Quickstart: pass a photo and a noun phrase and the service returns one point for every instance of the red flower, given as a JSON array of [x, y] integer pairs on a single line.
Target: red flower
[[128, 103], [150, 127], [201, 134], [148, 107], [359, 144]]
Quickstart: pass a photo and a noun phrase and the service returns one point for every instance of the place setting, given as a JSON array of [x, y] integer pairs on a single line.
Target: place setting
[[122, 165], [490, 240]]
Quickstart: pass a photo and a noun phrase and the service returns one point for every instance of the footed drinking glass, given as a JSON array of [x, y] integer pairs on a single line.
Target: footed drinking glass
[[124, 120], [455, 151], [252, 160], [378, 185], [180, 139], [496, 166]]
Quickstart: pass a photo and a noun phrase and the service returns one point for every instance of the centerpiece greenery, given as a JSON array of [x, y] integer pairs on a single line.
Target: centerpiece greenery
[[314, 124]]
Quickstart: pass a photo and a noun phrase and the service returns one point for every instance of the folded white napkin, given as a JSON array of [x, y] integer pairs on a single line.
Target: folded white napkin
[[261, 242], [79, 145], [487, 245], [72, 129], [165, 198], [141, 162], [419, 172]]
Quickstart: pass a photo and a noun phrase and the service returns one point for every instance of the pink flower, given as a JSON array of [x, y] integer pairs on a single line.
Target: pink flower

━━━━

● What you need to do: Every single record is to be set down again, unaltered.

● Your solution:
Quickstart: pass a photo and a noun phrase and the service returns one point for every instance of the red flower, given as a JSON array of [x, y] integer pairs on a single line.
Target: red flower
[[128, 103], [150, 127], [201, 134], [148, 107], [359, 144]]
Quickstart: pass a photo and a noun phrase and the service returns one point for every instance of the place setting, given as a JSON array of [x, y] integer pairs on a single line.
Target: place setting
[[122, 165], [490, 240]]
Quickstart: pass a photo and a noun phrase and the service returns one point for every instance of the footed drinking glass, given as a JSON array of [x, y] integer pairs on a single line.
Target: footed drinking glass
[[124, 120], [455, 151], [252, 160], [378, 185], [180, 139], [496, 166]]
Quickstart: pass a photo and a noun phrase and the service returns one point for every instance of the centerpiece greenery, given as a JSON array of [x, y] integer pairs on a single line.
Target: centerpiece greenery
[[314, 124]]
Quickstart: pass a photo and a noun phrase and the service returns one point for every instance of the folded white napkin, given as a JSON array of [x, y] integer pairs on a single line.
Target: folded white napkin
[[261, 242], [79, 145], [487, 245], [72, 129], [165, 198], [141, 162], [419, 172]]
Quickstart: pass a photo and a noun phrase and the service returns one point for every instance of the pink flower, given as a JSON array of [x, y] integer pairs on a single line.
Target: pink flower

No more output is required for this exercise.